• _Working data_:

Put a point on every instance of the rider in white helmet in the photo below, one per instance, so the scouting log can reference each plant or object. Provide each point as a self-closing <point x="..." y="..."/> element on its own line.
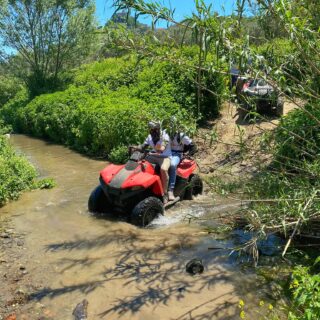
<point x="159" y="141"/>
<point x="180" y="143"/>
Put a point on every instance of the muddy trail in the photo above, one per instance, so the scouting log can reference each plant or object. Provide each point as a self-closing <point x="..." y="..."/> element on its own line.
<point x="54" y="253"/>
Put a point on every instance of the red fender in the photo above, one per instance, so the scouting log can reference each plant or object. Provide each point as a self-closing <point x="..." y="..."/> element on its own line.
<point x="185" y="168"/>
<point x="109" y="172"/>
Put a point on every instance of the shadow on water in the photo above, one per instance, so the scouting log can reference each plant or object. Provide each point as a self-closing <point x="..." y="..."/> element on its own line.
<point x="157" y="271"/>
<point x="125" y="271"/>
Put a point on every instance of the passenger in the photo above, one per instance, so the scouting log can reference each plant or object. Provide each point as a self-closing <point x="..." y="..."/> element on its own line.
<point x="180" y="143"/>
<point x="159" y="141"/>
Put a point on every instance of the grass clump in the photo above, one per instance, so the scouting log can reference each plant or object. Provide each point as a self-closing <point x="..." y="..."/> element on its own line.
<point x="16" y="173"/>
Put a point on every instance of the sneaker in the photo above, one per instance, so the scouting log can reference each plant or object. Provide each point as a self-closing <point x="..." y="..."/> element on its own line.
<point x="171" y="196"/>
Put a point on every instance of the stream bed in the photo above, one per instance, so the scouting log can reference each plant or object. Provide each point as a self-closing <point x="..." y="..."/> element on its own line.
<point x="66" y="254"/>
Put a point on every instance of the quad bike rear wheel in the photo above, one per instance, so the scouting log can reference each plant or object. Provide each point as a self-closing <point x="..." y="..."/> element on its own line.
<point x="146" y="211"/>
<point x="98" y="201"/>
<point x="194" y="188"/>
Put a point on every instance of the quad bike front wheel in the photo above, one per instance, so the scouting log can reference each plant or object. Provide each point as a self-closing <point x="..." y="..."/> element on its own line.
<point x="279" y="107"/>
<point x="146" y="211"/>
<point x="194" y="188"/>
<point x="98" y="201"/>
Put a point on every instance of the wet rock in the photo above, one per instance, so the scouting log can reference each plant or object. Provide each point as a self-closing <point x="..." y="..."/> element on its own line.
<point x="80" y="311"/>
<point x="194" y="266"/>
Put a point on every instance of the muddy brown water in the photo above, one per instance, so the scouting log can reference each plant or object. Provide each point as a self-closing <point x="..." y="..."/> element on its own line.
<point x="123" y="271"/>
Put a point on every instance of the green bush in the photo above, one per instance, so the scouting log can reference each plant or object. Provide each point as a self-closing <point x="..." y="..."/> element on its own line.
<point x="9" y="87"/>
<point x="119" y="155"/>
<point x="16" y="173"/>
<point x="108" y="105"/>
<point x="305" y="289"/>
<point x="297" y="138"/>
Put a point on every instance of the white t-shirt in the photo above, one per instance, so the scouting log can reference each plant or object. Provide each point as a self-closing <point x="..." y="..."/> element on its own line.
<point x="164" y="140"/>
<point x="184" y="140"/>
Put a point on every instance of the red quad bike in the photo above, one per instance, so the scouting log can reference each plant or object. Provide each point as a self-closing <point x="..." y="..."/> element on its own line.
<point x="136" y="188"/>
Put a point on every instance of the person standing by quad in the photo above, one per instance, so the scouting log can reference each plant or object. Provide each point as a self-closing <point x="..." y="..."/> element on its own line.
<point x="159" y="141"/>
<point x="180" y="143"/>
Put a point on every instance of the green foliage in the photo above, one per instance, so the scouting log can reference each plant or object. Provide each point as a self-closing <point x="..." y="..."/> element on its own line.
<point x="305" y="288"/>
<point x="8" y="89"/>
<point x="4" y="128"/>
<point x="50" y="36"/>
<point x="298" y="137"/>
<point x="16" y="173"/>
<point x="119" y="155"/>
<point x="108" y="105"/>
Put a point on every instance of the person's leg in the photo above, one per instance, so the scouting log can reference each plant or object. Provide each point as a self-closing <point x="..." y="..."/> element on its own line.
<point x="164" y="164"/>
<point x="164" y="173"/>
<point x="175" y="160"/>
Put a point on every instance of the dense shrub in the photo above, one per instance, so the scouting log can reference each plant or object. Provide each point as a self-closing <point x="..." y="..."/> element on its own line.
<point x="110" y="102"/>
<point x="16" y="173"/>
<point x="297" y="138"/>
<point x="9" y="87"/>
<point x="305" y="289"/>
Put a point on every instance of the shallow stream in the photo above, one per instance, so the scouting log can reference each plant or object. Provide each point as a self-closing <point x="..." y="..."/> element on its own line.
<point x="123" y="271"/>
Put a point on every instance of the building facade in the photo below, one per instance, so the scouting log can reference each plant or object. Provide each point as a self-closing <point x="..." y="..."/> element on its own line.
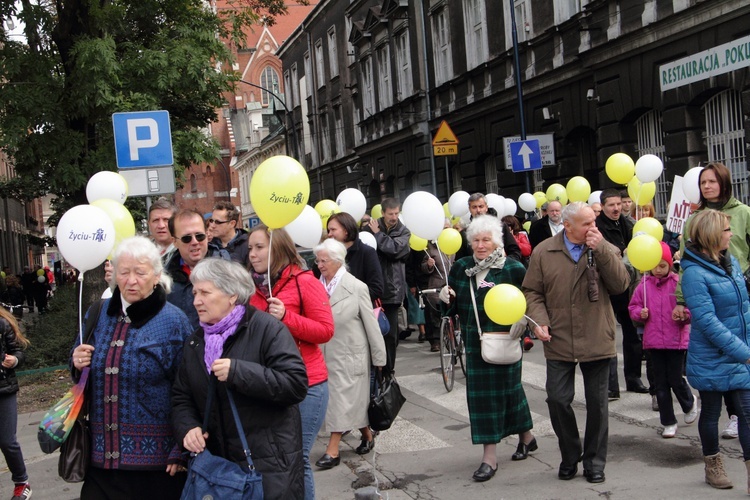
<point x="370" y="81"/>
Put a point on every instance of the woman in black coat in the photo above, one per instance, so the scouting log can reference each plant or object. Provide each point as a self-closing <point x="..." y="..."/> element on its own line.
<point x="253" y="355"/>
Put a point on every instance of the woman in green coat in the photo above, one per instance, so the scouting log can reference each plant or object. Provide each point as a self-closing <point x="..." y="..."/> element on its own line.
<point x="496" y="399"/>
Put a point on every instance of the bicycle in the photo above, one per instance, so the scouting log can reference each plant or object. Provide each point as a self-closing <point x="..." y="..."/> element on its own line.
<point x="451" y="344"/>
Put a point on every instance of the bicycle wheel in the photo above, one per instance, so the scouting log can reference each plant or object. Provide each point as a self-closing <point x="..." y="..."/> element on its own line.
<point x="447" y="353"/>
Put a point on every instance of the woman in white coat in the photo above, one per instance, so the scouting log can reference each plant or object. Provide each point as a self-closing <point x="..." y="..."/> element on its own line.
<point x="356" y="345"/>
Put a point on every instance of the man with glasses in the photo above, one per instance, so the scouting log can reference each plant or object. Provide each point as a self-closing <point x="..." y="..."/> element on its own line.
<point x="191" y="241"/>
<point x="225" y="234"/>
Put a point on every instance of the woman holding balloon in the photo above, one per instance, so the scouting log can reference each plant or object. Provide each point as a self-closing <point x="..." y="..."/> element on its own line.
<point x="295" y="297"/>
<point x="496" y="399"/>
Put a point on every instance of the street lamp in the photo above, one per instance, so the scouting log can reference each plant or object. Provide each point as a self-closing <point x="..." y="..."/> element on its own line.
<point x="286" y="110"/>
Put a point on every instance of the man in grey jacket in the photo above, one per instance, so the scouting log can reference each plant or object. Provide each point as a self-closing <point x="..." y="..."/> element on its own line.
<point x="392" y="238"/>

• _What you are asked to do_: Only the listing above, set down exactly and without pictures, belongs in the answer.

• _Written response_:
Put a point on every instance of the rider in white helmet in the photo below, one per instance, so the scouting log can reference each plant or object. Provide each point as a self-closing <point x="..." y="..."/> element on its own line.
<point x="159" y="141"/>
<point x="180" y="143"/>
Put a point on every instance of the muddy trail in the photo above, one per instance, so the scouting log can reference each plant or object. Provide each point as a self-closing <point x="..." y="..."/> element on its own line.
<point x="54" y="253"/>
Put a point on every instance of the red fender in the photo above, one per instance, so the scouting log can reference each plant or object. Provide each point as a self-closing <point x="..." y="..."/> element on its own line.
<point x="185" y="168"/>
<point x="109" y="172"/>
Put a point on every instance of the shadow on water in the photo above, one per instance, so the scouting log can reference each plant or object. Provide each point as a self-closing <point x="..." y="..."/> element on its own line.
<point x="157" y="271"/>
<point x="125" y="271"/>
Put a point on every instance of the passenger in the photo above, one per instance, so the scouting log can reference each plant or object. Provide each point as a self-closing <point x="..." y="..."/> element on its own line.
<point x="180" y="143"/>
<point x="159" y="141"/>
Put a point on every instance of the grass clump in the photo above, one per instance, so the scouting log can reference each plant or object. Provide each point as a self-closing <point x="..." y="..."/> element on its own line.
<point x="16" y="173"/>
Put a point on every instance of the sneaker in the photo above, one per instance, so the scouting log can reference each plant or object. Provide each point as a self-closing <point x="..." y="..."/> element on its own line.
<point x="171" y="196"/>
Put a point on every instance of the stream bed in the photo above, one per instance, so the scouting log can reference each plant or object. Provide each point as a self-closing <point x="..." y="..."/> element on its own line.
<point x="66" y="254"/>
Put a point on every instance of the quad bike rear wheel in the photo above, one per instance, so the scouting log can reference each plant or object. Provide each point as a self-closing <point x="..." y="..."/> element on its own line.
<point x="146" y="211"/>
<point x="98" y="201"/>
<point x="194" y="188"/>
Put a point on every instance of the quad bike front wheel in the photo above, one per instance, so the scouting log can reference each plant or object. Provide each point as a self-closing <point x="..." y="..."/> element on its own line.
<point x="279" y="107"/>
<point x="146" y="211"/>
<point x="194" y="188"/>
<point x="98" y="201"/>
Put a point on every instance of the wet rock in the photo above, one per instance, so the scouting log can reference each plant or object. Provide each point as a self-closing <point x="..." y="..."/> element on its own line.
<point x="80" y="311"/>
<point x="194" y="266"/>
Put a point on every instance of the muddy brown water in the photo above, one per instance, so the scouting log can reference each plant or object. Provide each point as a self-closing <point x="..." y="..."/> element on its own line.
<point x="123" y="271"/>
Put a point on every instance of the green bush in the photo above, one per instance, so the scouting log can reference each plant or object. Provide each point as a self-closing <point x="..." y="..."/> element on its own line.
<point x="9" y="87"/>
<point x="119" y="155"/>
<point x="16" y="173"/>
<point x="108" y="105"/>
<point x="305" y="289"/>
<point x="297" y="138"/>
Put a point on every instance of the white t-shirt in the photo above, one per instance, so the scouting log can reference each plant or object. Provide each point as a self-closing <point x="..." y="..."/> element on its own line.
<point x="164" y="140"/>
<point x="184" y="140"/>
Put a point on every instance of the red quad bike in the photo above, one per instance, so the scouting log can reference each plant or object. Provide each point as a self-closing <point x="..." y="..."/> element on its own line.
<point x="136" y="188"/>
Put a point on every instance of the person standing by quad in the photo above, one per instance, so the scouting log can reference each plant or object. Provide each point as a self-closing <point x="..." y="..."/> element on its own line.
<point x="159" y="141"/>
<point x="180" y="143"/>
Put a point on every instance of the green foliage in the photo above, one per instance, so the scouting log can reference each plant or object. Provide each point as a self-closing <point x="..." y="..."/> element on its own line.
<point x="305" y="288"/>
<point x="8" y="89"/>
<point x="4" y="128"/>
<point x="50" y="36"/>
<point x="298" y="137"/>
<point x="16" y="173"/>
<point x="119" y="155"/>
<point x="108" y="105"/>
Put a point on every instance of the person's leg in the photo above, one per instance, so the scouting log can reference each plant or object. Provide each point as a self-closing <point x="..." y="..."/> element on its own line.
<point x="164" y="164"/>
<point x="164" y="173"/>
<point x="175" y="160"/>
Put a point on every instance of the dense shrub in the photo above, one per instance, so the scouting log can reference each plant or object. Provide each point as a self-closing <point x="..." y="..."/> element on its own line.
<point x="110" y="102"/>
<point x="16" y="173"/>
<point x="297" y="138"/>
<point x="9" y="87"/>
<point x="305" y="289"/>
Put a point on every instance of the shallow stream in the photo above, one per instance, so the scouting log can reference each plant or object. Provide each point as a self-closing <point x="..." y="..."/> element on its own line.
<point x="123" y="271"/>
Put a point on every instance of the building facade in the photo below, one per instance, so the scouting log can reference each plant or object. Provide each point as a self-closing <point x="..." y="..."/> element on its own line.
<point x="370" y="81"/>
Put a point on every instance of the woman in black coat in the photo above, one per instance, so the scouting log can reference each plant or object. Provide each point as a self-closing <point x="..." y="..."/> element on its own line.
<point x="253" y="355"/>
Put a point on every instance of the woman in green coat in the photo above, one per instance, so the scouting log can reference each plant or object. Provide each point as a self-closing <point x="..." y="..."/> element on its own line.
<point x="496" y="399"/>
Put a point on every instance of the bicycle in the photo above, one per instance, so the scouting log can reference each plant or object. Provide each point as a self-closing <point x="..." y="..."/> element on its own line.
<point x="451" y="344"/>
Put a point on every instance of the bicycle wheel in the photo above, one per instance, so the scouting log can reference each plant or object. Provide each point as a self-closing <point x="..." y="..."/> element on its own line.
<point x="447" y="353"/>
Put a point on every instance of the woman in white coat in the photo above, one per instance, so the scouting log can reference each plant or object. Provide each point as a self-closing <point x="..." y="..."/> element on its own line.
<point x="356" y="345"/>
Put a point on every instance of the man with glasses in the photo above, one per instance, so the scouting log can reference each plant or object. Provide each point as a self-closing <point x="..." y="..."/> element on its own line.
<point x="191" y="241"/>
<point x="225" y="234"/>
Put a point on every instance of the woman holding balloon in the photo above, one per instance, so the scouting log can reference each plant or object. Provide each point as a self-closing <point x="..." y="..."/> element on its own line.
<point x="295" y="297"/>
<point x="496" y="399"/>
Put a point on every instance of the street lamp in the photo above, one per instance, so the scouting log can reference each plant or object. Provide each point as a self-closing <point x="..." y="..."/> element on its own line.
<point x="286" y="110"/>
Put a point on every instance of the man in grey jacket in the photo above, one per instance, so the scouting log can reference each plant or object. Provide each point as a self-closing <point x="..." y="..."/> element on its own line.
<point x="392" y="238"/>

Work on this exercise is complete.